Collected data
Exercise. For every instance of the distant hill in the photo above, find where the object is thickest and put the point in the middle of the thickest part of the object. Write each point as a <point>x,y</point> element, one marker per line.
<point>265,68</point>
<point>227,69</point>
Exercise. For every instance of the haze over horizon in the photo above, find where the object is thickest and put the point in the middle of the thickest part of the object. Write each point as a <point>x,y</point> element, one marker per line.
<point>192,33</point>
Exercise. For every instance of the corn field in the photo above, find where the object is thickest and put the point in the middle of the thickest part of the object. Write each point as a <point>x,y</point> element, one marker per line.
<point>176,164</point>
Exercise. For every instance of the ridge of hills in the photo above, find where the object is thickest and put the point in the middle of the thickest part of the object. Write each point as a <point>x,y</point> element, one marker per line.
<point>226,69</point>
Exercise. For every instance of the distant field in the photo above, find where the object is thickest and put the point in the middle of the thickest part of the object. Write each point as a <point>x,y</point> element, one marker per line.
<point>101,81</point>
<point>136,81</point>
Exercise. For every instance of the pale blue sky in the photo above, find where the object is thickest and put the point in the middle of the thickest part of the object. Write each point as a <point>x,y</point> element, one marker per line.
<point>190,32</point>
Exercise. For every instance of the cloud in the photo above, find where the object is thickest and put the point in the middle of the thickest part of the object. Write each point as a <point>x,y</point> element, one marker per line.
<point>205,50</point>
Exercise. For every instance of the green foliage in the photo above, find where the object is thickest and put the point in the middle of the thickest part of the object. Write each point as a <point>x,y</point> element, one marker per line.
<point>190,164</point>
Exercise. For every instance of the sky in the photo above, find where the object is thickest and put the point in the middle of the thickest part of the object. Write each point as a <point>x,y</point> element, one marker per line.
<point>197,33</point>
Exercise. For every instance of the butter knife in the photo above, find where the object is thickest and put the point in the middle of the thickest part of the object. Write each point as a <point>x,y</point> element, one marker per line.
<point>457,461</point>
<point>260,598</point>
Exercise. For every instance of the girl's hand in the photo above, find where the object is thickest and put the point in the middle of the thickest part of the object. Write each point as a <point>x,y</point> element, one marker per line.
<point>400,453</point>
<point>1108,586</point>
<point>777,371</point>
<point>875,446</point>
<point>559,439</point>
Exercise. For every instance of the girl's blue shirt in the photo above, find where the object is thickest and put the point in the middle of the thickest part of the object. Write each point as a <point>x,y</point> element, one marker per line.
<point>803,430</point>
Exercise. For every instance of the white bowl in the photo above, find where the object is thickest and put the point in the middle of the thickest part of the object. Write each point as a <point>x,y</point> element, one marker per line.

Work order
Without altering a single word, transcribe the entries above.

Written answer
Exercise. For every instance of the distant hill in the photo above, find where the object is thickest and put the point in the middle of the thickest part of the object. Write each point as a <point>x,y</point> element, one marker per line.
<point>265,68</point>
<point>227,69</point>
Exercise. For every instance of the haze over horizon in the photo above, find where the object is thickest and put the point in the middle of the thickest part of the object. Write each point as a <point>x,y</point> element, one marker per line.
<point>192,33</point>
Exercise. For every instance of the corn field in the photo above, find where the object is thickest and put the point in the middle of the thickest part of the object. Write each point as a <point>x,y</point> element, one marker per line.
<point>176,164</point>
Exercise. For every instance of the ridge of hills in the photo above, find where the object is thickest and put the point in the middle of the thickest part of the object. Write each point as a <point>x,y</point> element, one marker per line.
<point>226,69</point>
Exercise. For every instance of the distant field in the photo above, find where the object is thickest and put the point in the middle of the thickest part of the object. Write each point as a <point>x,y</point> element, one marker per line.
<point>101,81</point>
<point>136,81</point>
Exercise. For every instance of the pale blue sky in the photo above, find where the object is thickest and put the point in the middle of the thickest part of the object. Write each point as a <point>x,y</point> element, one marker per line.
<point>190,32</point>
Exercise. For every instance of the cloud in the photo above, find where the object is thickest and put the point in the middle of the thickest part of the object. Write each point as a <point>x,y</point> element, one marker per line.
<point>205,50</point>
Exercise. For every instance of the green foliage in the photo above, find where the object is thickest and put the point in the middle of the thickest part of the object. Write each point as a <point>x,y</point> element, one marker per line.
<point>190,164</point>
Exercise. For every instance of the sky in the photo above, find where the object is thickest and put the point in the middle of the thickest part of the object. Write each point as a <point>x,y</point> element, one marker per line.
<point>197,33</point>
Exercise. For every instance of the butter knife in the photo above, find where the object is thickest and put the point in the middle of the thickest part of the object. Write each point as a <point>x,y</point> element, one marker per line.
<point>457,461</point>
<point>260,598</point>
Exercise. For every instance of the girl's hand in the photo above, find where the object is thickest and put the point in the middle of the thickest part of the object. Write each point as a <point>x,y</point> element, one marker per line.
<point>400,453</point>
<point>1108,586</point>
<point>777,371</point>
<point>875,446</point>
<point>559,439</point>
Exercise. For every instance of the girl's blue shirt in the photo above, find where the object is thickest and put the point in the middle of the thickest part of the object. Write each point as a <point>x,y</point> element, one marker per line.
<point>803,430</point>
Exercise. For every instance of the white bowl in the photo above, find where the object is thickest and put the point in the middle of the thickest part of the object. Write each point as a <point>x,y</point> element, one marker per line.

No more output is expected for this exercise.